**AIM OF THE TASK**
Copy each of the entries below word for word, and leave the pictures out of your copy.

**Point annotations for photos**

--- begin ---

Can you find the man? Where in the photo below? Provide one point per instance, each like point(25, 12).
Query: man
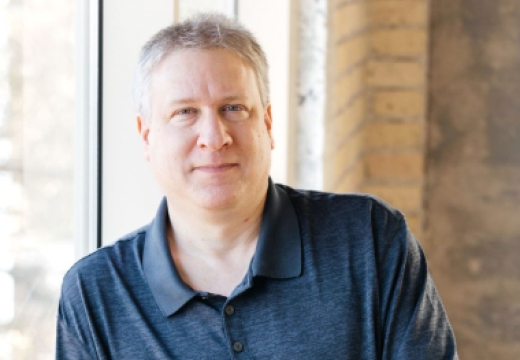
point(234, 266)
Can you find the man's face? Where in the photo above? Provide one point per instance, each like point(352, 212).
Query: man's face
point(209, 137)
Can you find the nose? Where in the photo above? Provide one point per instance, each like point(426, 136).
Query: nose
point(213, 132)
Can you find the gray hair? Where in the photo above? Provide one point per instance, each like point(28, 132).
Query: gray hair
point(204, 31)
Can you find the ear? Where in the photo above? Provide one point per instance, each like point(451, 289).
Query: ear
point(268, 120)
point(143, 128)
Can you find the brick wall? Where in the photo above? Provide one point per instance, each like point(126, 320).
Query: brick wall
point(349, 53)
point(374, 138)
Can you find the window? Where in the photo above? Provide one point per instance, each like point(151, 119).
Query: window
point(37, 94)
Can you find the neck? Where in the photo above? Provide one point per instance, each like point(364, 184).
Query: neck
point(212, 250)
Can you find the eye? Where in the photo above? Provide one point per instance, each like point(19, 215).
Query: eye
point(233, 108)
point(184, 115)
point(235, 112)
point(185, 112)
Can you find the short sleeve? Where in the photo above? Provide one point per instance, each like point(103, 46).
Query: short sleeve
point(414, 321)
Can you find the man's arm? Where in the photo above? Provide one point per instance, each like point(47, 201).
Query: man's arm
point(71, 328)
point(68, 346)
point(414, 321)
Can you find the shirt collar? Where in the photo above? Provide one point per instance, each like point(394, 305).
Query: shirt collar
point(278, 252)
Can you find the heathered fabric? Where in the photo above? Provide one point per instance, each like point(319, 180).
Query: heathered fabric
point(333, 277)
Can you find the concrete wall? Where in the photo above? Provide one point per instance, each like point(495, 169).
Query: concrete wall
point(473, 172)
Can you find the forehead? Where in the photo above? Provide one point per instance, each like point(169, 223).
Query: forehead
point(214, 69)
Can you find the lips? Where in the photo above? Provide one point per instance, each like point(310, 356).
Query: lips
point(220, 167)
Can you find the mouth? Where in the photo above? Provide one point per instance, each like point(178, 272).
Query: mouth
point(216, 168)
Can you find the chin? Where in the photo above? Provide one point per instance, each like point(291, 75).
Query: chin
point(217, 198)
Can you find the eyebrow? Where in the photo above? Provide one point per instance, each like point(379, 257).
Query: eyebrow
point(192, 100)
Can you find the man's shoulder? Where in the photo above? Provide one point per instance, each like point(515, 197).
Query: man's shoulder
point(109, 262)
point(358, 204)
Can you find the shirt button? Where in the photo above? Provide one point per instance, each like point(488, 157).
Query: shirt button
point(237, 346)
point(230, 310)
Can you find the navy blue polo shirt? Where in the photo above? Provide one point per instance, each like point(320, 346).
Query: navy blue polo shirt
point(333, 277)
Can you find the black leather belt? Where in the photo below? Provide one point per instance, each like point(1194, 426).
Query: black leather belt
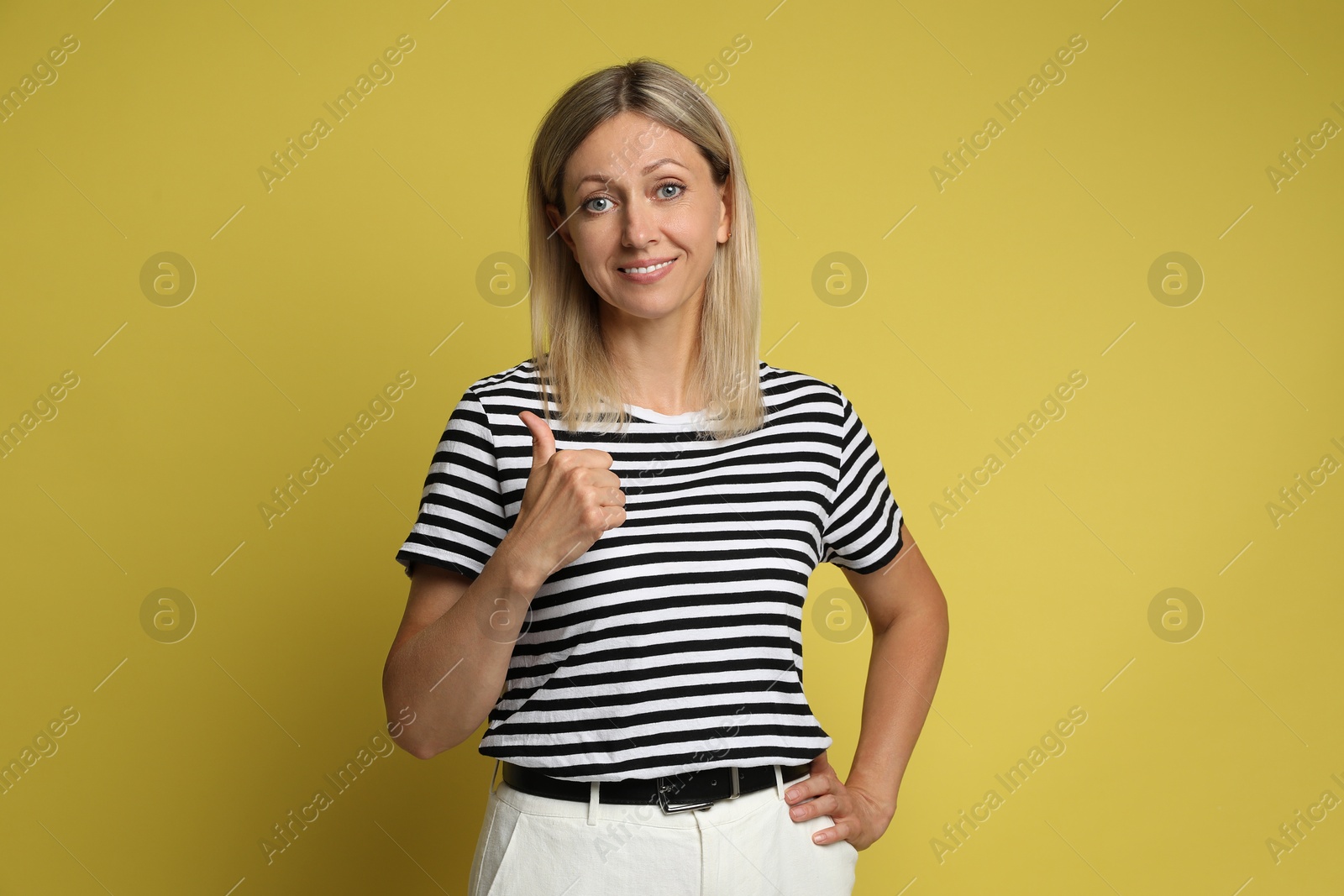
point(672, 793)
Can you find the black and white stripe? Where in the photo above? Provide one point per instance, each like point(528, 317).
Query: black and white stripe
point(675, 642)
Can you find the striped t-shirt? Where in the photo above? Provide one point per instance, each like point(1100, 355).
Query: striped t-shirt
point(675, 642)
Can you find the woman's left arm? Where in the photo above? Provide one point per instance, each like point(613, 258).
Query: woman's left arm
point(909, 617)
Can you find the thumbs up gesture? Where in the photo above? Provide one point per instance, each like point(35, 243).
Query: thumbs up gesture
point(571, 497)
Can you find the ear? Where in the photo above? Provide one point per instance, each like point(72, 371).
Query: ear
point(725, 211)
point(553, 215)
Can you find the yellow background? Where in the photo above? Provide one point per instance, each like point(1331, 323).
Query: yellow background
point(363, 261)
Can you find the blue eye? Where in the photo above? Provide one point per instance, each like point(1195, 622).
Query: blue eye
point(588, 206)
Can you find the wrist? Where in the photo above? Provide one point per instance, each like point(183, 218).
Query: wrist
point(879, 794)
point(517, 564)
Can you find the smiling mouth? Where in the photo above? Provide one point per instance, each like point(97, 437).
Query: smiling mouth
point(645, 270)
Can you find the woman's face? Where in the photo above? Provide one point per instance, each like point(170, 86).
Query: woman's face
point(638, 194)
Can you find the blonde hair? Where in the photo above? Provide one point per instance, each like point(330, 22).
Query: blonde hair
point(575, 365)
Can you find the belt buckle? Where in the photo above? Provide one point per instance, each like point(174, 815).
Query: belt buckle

--- end ---

**CORRECT RESULT**
Can you find the man? Where in the photo below? Provide one point per instance, each like point(25, 12).
Query: man
point(234, 266)
Can you find the man's face? Where in the photo above? Provide one point per instance, each like point(352, 212).
Query: man's face
point(209, 137)
Can you find the nose? Where in the photo above? Provide one point per instance, each like point(426, 136).
Query: nose
point(213, 132)
Can you find the gray hair? Where in the photo above? Provide one point per instance, each like point(28, 132).
Query: gray hair
point(204, 31)
Can you find the ear? Where in the photo above? Provide one point per instance, each like point(451, 289).
Query: ear
point(268, 120)
point(143, 128)
Can you find the brick wall? Where in the photo above? Provide one point per instance, each like point(126, 320).
Query: brick wall
point(349, 53)
point(374, 138)
Can you find the window? Where in the photo above? Provide one point per instance, each like point(151, 119).
Query: window
point(37, 94)
Can you find the neck? Where in the photo above? Provide one point per instance, each like point(364, 184).
Query: neck
point(212, 250)
Can you find the eye? Where in the photo above? Provide one point per instance, each like point(19, 215).
Query: eye
point(233, 108)
point(184, 115)
point(235, 112)
point(185, 112)
Can you find the short sleeve? Where in the photo above? Provide one point per instance, each like point(103, 46).
Query: short sleeve
point(414, 321)
Can you find the man's arm? Where in the photo above? Provide one point per instance, each like point(47, 201).
Query: man's arm
point(71, 328)
point(68, 346)
point(414, 321)
Can you find the shirt collar? Where in the photo above? Provide one point per instance, each like point(394, 305).
Query: shirt collar
point(278, 252)
Can you find the heathered fabric? Where in the photo above? Provide one point per instance, each like point(319, 180).
Query: heathered fabric
point(333, 277)
Can you find the concrete wall? Where in the photo above? Provide one point per instance, each like point(495, 169).
Query: concrete wall
point(473, 172)
Can you find the forehead? Where in the photo above? Provide one point per instance, each like point(169, 223).
Query: forehead
point(214, 69)
Can you find the lips? Where in the photo above? Provide one point per instance, each like point(310, 356).
Query: lips
point(220, 167)
Can you find the mouth? Where in the photo above? Provide one point per instance, each like point(178, 272).
Query: mouth
point(216, 168)
Can you find the chin? Where in the photo above? Provide one point per instance, each like point(291, 75).
Query: chin
point(217, 198)
Can you find the eyebrow? Where in the photo above? Provide one point per instance, each like point(379, 257).
Query: eyebrow
point(192, 100)
Can you find the man's shoulder? Where in the photo above? Provide one point per instance, each like point(515, 197).
Query: man's shoulder
point(109, 262)
point(358, 204)
Can you find the shirt button? Where in the photo above? Provide one point per instance, each like point(488, 157).
Query: shirt button
point(237, 346)
point(230, 310)
Can you find the navy blue polo shirt? Where in the photo above? Provide one point per instance, each like point(320, 346).
Query: navy blue polo shirt
point(333, 277)
Can you find the black leather belt? Where in the photo below? Provide one point per instance, each like point(1194, 426).
Query: black leather belt
point(672, 793)
Can you find the black and white stripe? Where in the photo above? Provide one point per instance, each like point(528, 317).
Query: black and white stripe
point(675, 642)
Can you find the striped t-shirt? Where in the photo above? Provide one point per instance, each like point(1100, 355).
Query: striped t-shirt
point(675, 642)
Can you find the woman's left arm? Where in the photo above? Provide one point per instance, each like point(613, 258).
Query: woman's left arm
point(909, 617)
Can you find the thumbs up gesture? Where in the photo above? Provide one point per instance, each like point(35, 243).
Query: thumbs up gesture
point(571, 497)
Can you find the ear? Where in the photo above? Provide one point per instance, each like point(72, 371).
Query: ear
point(725, 211)
point(553, 215)
Can you find the yellow background? Where in the photo above? Provide one point per instance, each like point(1331, 323).
Query: yellow background
point(363, 261)
Can you find the blue eye? Where in the photo above? Provide one point per instance, each like point(1195, 622).
Query: blue eye
point(588, 206)
Can you find the wrist? Where in the photo above? Provide one point per instance, each like point(183, 218).
Query: wrist
point(879, 794)
point(517, 564)
Can you find the smiling mouth? Where in the photo above? Provide one point per instance, each like point(97, 437).
Query: smiling mouth
point(645, 270)
Can you find the woman's face? Where in the photo above? Provide one point per instance, each like point(170, 86).
Query: woman's face
point(638, 194)
Can you find the blonde hair? Where in the photo above? Provide one point per instance, each like point(330, 22).
Query: blonde hair
point(575, 365)
Can you find the belt buckle? Where in the photo above? Provide one point per instance, each like point(174, 815).
Query: belt buckle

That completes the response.